__Estratto del testo__:
□ □ □ □ □

La strage di via d’Amelio rappresenta indubbiamente un tragico delitto di mafia, dovuto ad una precisa strategia del terrore adottata da Cosa nostra, in quanto stretta dalla paura e dai fondati timori per la sua sopravvivenza a causa della risposta giudiziaria data dallo Stato attraverso il Maxiprocesso (nato anche, da una felice intuizione dei giudici Falcone e Borsellino)”. E’ quanto scrivono i giudici della Corte d’Assise d’Appello di Caltanissetta nelle 377 pagine delle motivazioni della sentenza del Borsellino quater. “Ogni tentativo della difesa di attribuire una diversa paternità a tale insana scelta di morte e di terrore non può trovare accoglimento, potendo, al più, le emergenze probatorie indurre a ritenere che possano esservi stati anche altri soggetti, o gruppi di potere, interessati all’eliminazione del magistrato e degli uomini della sua scorta. Ma tutto ciò non esclude la responsabilità principale degli uomini di vertice dell’organizzazione mafiosa che, attraverso il loro consenso tacito in seno agli organismi deliberativi della medesima organizzazione, hanno dato causa agli eventi di cui si discute”.

“Nel corso del dibattimento di primo grado sono stati escussi numerosi testimoni i quali hanno riferito in ordine ai contatti che alcuni esponenti delle forze dell’ordine avrebbero tentato di allacciare con esponenti dell’organizzazione criminale Cosa Nostra dopo l’avvio della stagione delle stragi, dopo la morte del giudice Giovanni Falcone. Ma non sussiste in atti alcuna evidenza probatoria che consenta di ricollegare la 'trattativa' che si stava avviando, fra alcuni esponenti delle istituzioni ed altri rappresentanti dell’organizzazione criminale, con la deliberazione della strage di via D'Amelio”.

□ □ □ □ □

__Compiti da svolgere__:
1) Secondo l'estratto sulla strage di via D'Amelio, quante pagine contano le motivazioni della sentenza del Borsellino quater?
2) Nell'estratto sulla strage di via D'Amelio, per quale motivo Cosa nostra adottò la strategia del terrore che portò al delitto? Rispondi in una o due frasi.

__Materiale di riferimento__:
□ □ □ □ □

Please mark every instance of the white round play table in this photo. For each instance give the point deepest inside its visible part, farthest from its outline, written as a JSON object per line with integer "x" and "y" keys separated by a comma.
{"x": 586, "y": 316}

□ □ □ □ □

__Elenco delle risposte__:
1) Le motivazioni della sentenza del Borsellino quater contano 377 pagine.

2) Cosa nostra adottò quella strategia perché era stretta dalla paura e dai fondati timori per la propria sopravvivenza. Tali timori nascevano dalla risposta giudiziaria che lo Stato aveva dato attraverso il Maxiprocesso.